13 de agosto de 2011

Pisadas


Mi buen amigo Lalo, al que siempre critico en broma y con humor sus rastas y su estilo alternativo, hizo un viaje a Senegal que recogió en más de doce horas de cinta. Y de ahí surgió un hermoso documental llamado ‘Volando voy’, que anda por los institutos, para enseñar a los adolescentes que existen otro lugares y otras culturas, que a veces el mundo que desconocemos no es tan diferente al nuestro y que los anhelos y miserias de los hombres pueden ser muy parecidos. El documental comienza con la frase de Machado (yo la recuerdo cada día ante comentarios de según qué bobos), aquello de “Lo que se ignora, se desprecia”.

De mis viajes no me interesan especialmente las fotos al pie del monumento famoso de turno, las visitas guiadas para viajeros exprés de carrete y nos vamos (ahora modernísimas cámaras-móviles digitales que tardo en entender) ni volver con la taza y la camiseta de “yo estuve en Villaseca de Laciana y me acordé de ti”.
En realidad mis mejores recuerdos viven más allá de los álbumes en pequeños detalles, anécdotas, momentos, compartidos en apacible compañía o en la placentera soledad: Un atardecer en una isla griega del Mar Egeo, por donde en la antigüedad vinieron los dioses; una pequeña tienda de reliquias y posters cinematográficos que encontré en un barrio de Dublín, una caminata a media mañana por las ruinas de Esparta; estar perdido bajo la gélida noche de Oslo y buscar el refugio de sus caros locales. Una solitaria sesión de cine en el centro de Londres; mi mejor amigo y yo creyéndole huérfano en una inmensa playa de Portugal, una chica sin nombre y de precioso semblante con la que compartí espera y desayuno en un aeropuerto; la música en directo que me acompañó mientras me ponía tibio a whisky en un bar de Manchester.
Se trata siempre de una mirada al exterior para enriquecer el interior, conocer infinidad de personas de paso, indagar sobre el mundo que pateamos y tener material para ungir los relatos y los sueños.

===

CONSIGNAS DE TRABAJO:
[a] Reescribe el texto sobre los recuerdos de viaje empezando por "En realidad mis" y continuando hasta "bar de Manchester.", con "Dublín" sustituido por "Lisboa".
[b] Según el texto sobre los recuerdos de viaje, ¿con qué frase de Machado comienza el documental 'Volando voy'?
[c] Prolonga el texto sobre los recuerdos de viaje a partir de su última oración.

ENTRADAS EXTRAÍDAS:
===

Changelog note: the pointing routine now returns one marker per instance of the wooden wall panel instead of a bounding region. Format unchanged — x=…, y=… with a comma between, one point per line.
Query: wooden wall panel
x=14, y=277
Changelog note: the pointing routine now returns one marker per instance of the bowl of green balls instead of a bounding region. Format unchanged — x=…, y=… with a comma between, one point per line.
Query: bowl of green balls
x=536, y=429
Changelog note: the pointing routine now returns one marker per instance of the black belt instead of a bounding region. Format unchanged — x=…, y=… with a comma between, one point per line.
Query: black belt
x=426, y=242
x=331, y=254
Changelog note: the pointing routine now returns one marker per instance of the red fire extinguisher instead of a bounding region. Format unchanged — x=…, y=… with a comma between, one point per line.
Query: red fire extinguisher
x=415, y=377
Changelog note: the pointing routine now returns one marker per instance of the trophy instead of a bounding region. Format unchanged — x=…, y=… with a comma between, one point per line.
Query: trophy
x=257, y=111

===

RESPUESTAS REDACTADAS:
[a]
En realidad mis mejores recuerdos viven más allá de los álbumes en pequeños detalles, anécdotas, momentos, compartidos en apacible compañía o en la placentera soledad: Un atardecer en una isla griega del Mar Egeo, por donde en la antigüedad vinieron los dioses; una pequeña tienda de reliquias y posters cinematográficos que encontré en un barrio de Lisboa, una caminata a media mañana por las ruinas de Esparta; estar perdido bajo la gélida noche de Oslo y buscar el refugio de sus caros locales. Una solitaria sesión de cine en el centro de Londres; mi mejor amigo y yo creyéndole huérfano en una inmensa playa de Portugal, una chica sin nombre y de precioso semblante con la que compartí espera y desayuno en un aeropuerto; la música en directo que me acompañó mientras me ponía tibio a whisky en un bar de Manchester.

[b] “Lo que se ignora, se desprecia”.

[c]
Desde que tengo uso de razón siempre deseé ponerme una mochila al hombro, llenarla de libros y de accesorios y lanzarme a lo excitante de los desconocido; paliar la falta de cultura, de tolerancia, de conocimientos, que caracterizan a las gentes que no son capaces de congeniar con el entono cuando viajan, de sentarse a tomar café con el nativo o intercambiar pareceres con el desconocido; conscientes de la riquísima variedad que nos ha otorgado pertenecer a un país eminentemente emigrante, y que internamente durante siglos fue enriquecido con las culturas latinas, árabes, visigodas, judías.

Ahora que inicio un nuevo y largo viaje me embarga ese extraño sentimiento, rebosante de energía y a la vez sereno, de ir al encuentro de situaciones por estrenar, rostros que ignoro, ciudades que me esperan sin saberlo, nuevas anécdotas con las que alimentar el disco duro de los recuerdos. Con una curiosidad inagotable y una aceptable capacidad de supervivencia, con una suficiencia para lidiar con la soledad y disfrutar de ella.
Y regresar más persona y con un tonelaje que no pese, con imágenes que sean secretos inverosímiles o pequeños momentos que conformen una emoción. Esas cosas de nuestra vida que a todos nos ayudan si alguna vez llegamos a viejos.